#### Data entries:
++++++++++++++++++++

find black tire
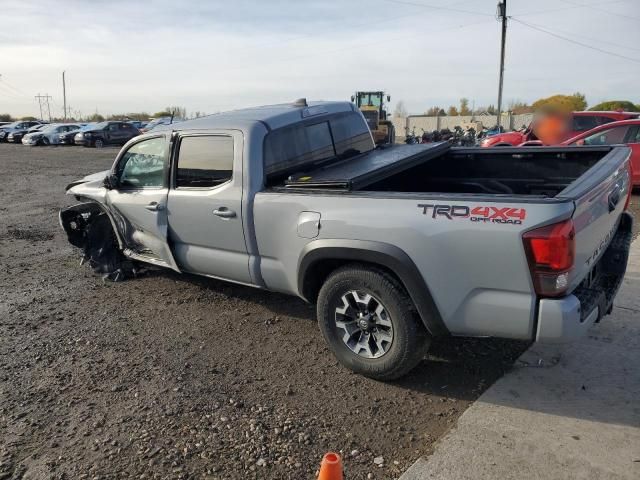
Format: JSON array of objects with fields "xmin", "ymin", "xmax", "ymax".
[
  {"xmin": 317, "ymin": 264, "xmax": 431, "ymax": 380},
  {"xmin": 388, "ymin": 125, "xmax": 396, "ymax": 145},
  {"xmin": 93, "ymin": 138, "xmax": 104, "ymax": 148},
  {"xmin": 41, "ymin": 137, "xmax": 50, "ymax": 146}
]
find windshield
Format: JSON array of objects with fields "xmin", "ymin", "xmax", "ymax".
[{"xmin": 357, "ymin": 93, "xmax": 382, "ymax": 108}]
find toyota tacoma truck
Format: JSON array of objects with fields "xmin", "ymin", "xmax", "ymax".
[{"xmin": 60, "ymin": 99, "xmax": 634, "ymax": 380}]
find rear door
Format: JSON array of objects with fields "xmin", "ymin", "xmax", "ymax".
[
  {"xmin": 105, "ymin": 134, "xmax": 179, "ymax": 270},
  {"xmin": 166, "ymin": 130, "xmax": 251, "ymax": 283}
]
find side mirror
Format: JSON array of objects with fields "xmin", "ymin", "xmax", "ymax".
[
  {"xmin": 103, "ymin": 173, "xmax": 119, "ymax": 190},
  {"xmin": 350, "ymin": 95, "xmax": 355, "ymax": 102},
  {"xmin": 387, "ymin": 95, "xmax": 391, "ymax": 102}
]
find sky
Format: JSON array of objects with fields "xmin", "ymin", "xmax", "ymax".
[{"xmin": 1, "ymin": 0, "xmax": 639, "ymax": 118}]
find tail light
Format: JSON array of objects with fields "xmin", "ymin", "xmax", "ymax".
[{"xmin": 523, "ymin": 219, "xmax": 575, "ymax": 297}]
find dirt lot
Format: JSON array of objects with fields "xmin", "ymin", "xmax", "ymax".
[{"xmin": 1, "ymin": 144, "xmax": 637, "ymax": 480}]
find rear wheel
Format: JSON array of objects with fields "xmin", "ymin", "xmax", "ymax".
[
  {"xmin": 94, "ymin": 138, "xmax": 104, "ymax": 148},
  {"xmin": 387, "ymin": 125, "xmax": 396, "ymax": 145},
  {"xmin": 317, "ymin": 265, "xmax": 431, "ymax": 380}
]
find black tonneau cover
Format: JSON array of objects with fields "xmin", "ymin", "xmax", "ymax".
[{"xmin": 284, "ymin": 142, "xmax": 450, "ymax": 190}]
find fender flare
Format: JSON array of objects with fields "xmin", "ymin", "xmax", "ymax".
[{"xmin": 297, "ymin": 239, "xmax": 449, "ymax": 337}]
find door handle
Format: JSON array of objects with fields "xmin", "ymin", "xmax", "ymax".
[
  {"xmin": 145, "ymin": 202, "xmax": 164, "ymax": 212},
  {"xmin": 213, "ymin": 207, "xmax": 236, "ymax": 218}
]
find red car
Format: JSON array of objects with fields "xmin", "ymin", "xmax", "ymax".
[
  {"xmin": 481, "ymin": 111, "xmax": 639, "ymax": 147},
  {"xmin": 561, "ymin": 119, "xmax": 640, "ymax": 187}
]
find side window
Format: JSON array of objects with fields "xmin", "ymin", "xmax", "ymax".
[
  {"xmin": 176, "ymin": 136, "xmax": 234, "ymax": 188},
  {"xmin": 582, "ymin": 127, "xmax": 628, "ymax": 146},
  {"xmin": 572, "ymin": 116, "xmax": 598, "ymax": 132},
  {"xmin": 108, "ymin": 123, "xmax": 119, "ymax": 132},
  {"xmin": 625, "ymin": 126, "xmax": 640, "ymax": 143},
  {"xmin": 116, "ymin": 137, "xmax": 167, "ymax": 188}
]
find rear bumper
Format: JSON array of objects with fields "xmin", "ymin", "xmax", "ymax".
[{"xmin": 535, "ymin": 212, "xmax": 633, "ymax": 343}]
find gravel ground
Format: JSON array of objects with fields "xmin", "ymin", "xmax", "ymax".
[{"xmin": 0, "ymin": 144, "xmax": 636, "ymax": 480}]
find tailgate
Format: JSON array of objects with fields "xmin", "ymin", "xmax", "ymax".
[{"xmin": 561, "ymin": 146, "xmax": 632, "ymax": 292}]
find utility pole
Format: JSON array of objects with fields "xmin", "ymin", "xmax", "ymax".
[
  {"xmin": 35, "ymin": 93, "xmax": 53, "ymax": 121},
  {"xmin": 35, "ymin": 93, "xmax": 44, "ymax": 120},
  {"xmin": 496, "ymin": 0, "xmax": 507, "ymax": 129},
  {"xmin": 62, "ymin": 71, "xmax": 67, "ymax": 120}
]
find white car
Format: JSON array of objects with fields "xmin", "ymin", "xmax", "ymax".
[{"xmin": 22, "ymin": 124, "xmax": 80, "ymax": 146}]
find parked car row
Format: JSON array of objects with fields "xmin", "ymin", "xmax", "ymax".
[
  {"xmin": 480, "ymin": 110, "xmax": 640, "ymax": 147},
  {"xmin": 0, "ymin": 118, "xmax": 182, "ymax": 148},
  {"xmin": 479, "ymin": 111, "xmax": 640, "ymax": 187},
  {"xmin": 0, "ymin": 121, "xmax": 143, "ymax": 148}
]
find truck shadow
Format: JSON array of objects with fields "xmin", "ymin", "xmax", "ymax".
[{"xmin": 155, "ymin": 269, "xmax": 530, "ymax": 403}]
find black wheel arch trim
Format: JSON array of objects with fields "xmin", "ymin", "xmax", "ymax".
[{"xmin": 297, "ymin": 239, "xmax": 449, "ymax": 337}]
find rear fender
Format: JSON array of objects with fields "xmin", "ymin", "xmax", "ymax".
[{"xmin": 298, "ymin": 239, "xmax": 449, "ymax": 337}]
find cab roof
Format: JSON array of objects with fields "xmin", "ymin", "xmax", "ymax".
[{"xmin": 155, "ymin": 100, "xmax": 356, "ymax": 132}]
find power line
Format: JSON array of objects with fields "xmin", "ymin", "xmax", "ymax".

++++++++++++++++++++

#### Problem:
For this exercise, please reproduce the records above exactly and drop the images.

#### Task output:
find black tire
Format: JSON array of objects with fields "xmin", "ymin", "xmax", "ymax".
[
  {"xmin": 317, "ymin": 264, "xmax": 431, "ymax": 380},
  {"xmin": 388, "ymin": 125, "xmax": 396, "ymax": 145},
  {"xmin": 93, "ymin": 138, "xmax": 104, "ymax": 148},
  {"xmin": 41, "ymin": 137, "xmax": 50, "ymax": 146}
]
find windshield
Format: JSON array of objects with fields "xmin", "ymin", "xmax", "ymax".
[{"xmin": 357, "ymin": 93, "xmax": 382, "ymax": 108}]
find toyota tacoma truck
Format: JSON array of objects with fields "xmin", "ymin", "xmax", "ymax".
[{"xmin": 60, "ymin": 99, "xmax": 634, "ymax": 380}]
find rear door
Format: JSON array of objects with fields "xmin", "ymin", "xmax", "ymax".
[
  {"xmin": 105, "ymin": 134, "xmax": 179, "ymax": 270},
  {"xmin": 166, "ymin": 130, "xmax": 251, "ymax": 283}
]
find side mirror
Format: JSON array of objects with fields "xmin", "ymin", "xmax", "ymax".
[
  {"xmin": 103, "ymin": 173, "xmax": 119, "ymax": 190},
  {"xmin": 350, "ymin": 95, "xmax": 355, "ymax": 102},
  {"xmin": 387, "ymin": 95, "xmax": 391, "ymax": 102}
]
find sky
Format: JSON array of objects with fields "xmin", "ymin", "xmax", "ymax".
[{"xmin": 1, "ymin": 0, "xmax": 639, "ymax": 118}]
find tail light
Format: JSON array of objects with fields "xmin", "ymin", "xmax", "ymax".
[{"xmin": 523, "ymin": 219, "xmax": 575, "ymax": 297}]
find dirt lot
Format: JSON array of objects with fields "xmin", "ymin", "xmax", "ymax".
[{"xmin": 1, "ymin": 144, "xmax": 637, "ymax": 480}]
find rear wheel
Format: JSON array of objects with fields "xmin", "ymin", "xmax", "ymax".
[
  {"xmin": 94, "ymin": 138, "xmax": 104, "ymax": 148},
  {"xmin": 387, "ymin": 125, "xmax": 396, "ymax": 145},
  {"xmin": 317, "ymin": 265, "xmax": 431, "ymax": 380}
]
find black tonneau cover
Format: JSON array of objects with fields "xmin", "ymin", "xmax", "ymax".
[{"xmin": 284, "ymin": 142, "xmax": 450, "ymax": 190}]
find fender flare
Format: JSON array of objects with fields "xmin", "ymin", "xmax", "ymax".
[{"xmin": 297, "ymin": 239, "xmax": 449, "ymax": 337}]
find door handle
Format: JSON array of objects with fields "xmin", "ymin", "xmax", "ymax".
[
  {"xmin": 145, "ymin": 202, "xmax": 164, "ymax": 212},
  {"xmin": 213, "ymin": 207, "xmax": 236, "ymax": 218}
]
find red car
Format: JSON array of objects with fields "xmin", "ymin", "xmax", "ymax".
[
  {"xmin": 481, "ymin": 111, "xmax": 639, "ymax": 147},
  {"xmin": 561, "ymin": 119, "xmax": 640, "ymax": 187}
]
find side window
Format: JSON array of objects with fields "xmin", "ymin", "xmax", "ymax".
[
  {"xmin": 176, "ymin": 136, "xmax": 234, "ymax": 188},
  {"xmin": 582, "ymin": 127, "xmax": 628, "ymax": 146},
  {"xmin": 572, "ymin": 116, "xmax": 598, "ymax": 132},
  {"xmin": 108, "ymin": 123, "xmax": 119, "ymax": 132},
  {"xmin": 625, "ymin": 126, "xmax": 640, "ymax": 143},
  {"xmin": 116, "ymin": 137, "xmax": 167, "ymax": 188}
]
find rear bumper
Format: JSON array of objects with fields "xmin", "ymin", "xmax", "ymax".
[{"xmin": 535, "ymin": 212, "xmax": 633, "ymax": 343}]
find gravel ground
Format: JSON array of objects with fields "xmin", "ymin", "xmax", "ymax".
[{"xmin": 0, "ymin": 144, "xmax": 636, "ymax": 480}]
find tailgate
Format: JSON array of objects with fields "xmin", "ymin", "xmax", "ymax".
[{"xmin": 561, "ymin": 146, "xmax": 632, "ymax": 292}]
find utility pole
Format: JSON array of objects with fields "xmin", "ymin", "xmax", "ymax".
[
  {"xmin": 35, "ymin": 93, "xmax": 53, "ymax": 121},
  {"xmin": 35, "ymin": 93, "xmax": 44, "ymax": 120},
  {"xmin": 496, "ymin": 0, "xmax": 507, "ymax": 129},
  {"xmin": 62, "ymin": 71, "xmax": 67, "ymax": 120}
]
find white car
Format: JSON array of objects with fields "xmin", "ymin", "xmax", "ymax".
[{"xmin": 22, "ymin": 124, "xmax": 80, "ymax": 146}]
find parked car row
Format: JSON array of objects with fields "xmin", "ymin", "xmax", "ymax".
[
  {"xmin": 480, "ymin": 110, "xmax": 640, "ymax": 147},
  {"xmin": 0, "ymin": 118, "xmax": 182, "ymax": 148},
  {"xmin": 479, "ymin": 111, "xmax": 640, "ymax": 187},
  {"xmin": 0, "ymin": 121, "xmax": 143, "ymax": 148}
]
find truck shadow
Format: JSON array of objects with fields "xmin", "ymin", "xmax", "ymax".
[{"xmin": 155, "ymin": 269, "xmax": 530, "ymax": 403}]
find black wheel arch trim
Format: JSON array of objects with fields "xmin", "ymin", "xmax", "ymax".
[{"xmin": 297, "ymin": 239, "xmax": 449, "ymax": 337}]
find rear fender
Format: JSON array of objects with fields "xmin", "ymin", "xmax", "ymax".
[{"xmin": 298, "ymin": 239, "xmax": 449, "ymax": 337}]
find cab roof
Format: JSON array of objects with fields "xmin", "ymin", "xmax", "ymax".
[{"xmin": 155, "ymin": 100, "xmax": 356, "ymax": 132}]
find power line
Format: JSON array of objects with fields "xmin", "ymin", "xmax", "ymax".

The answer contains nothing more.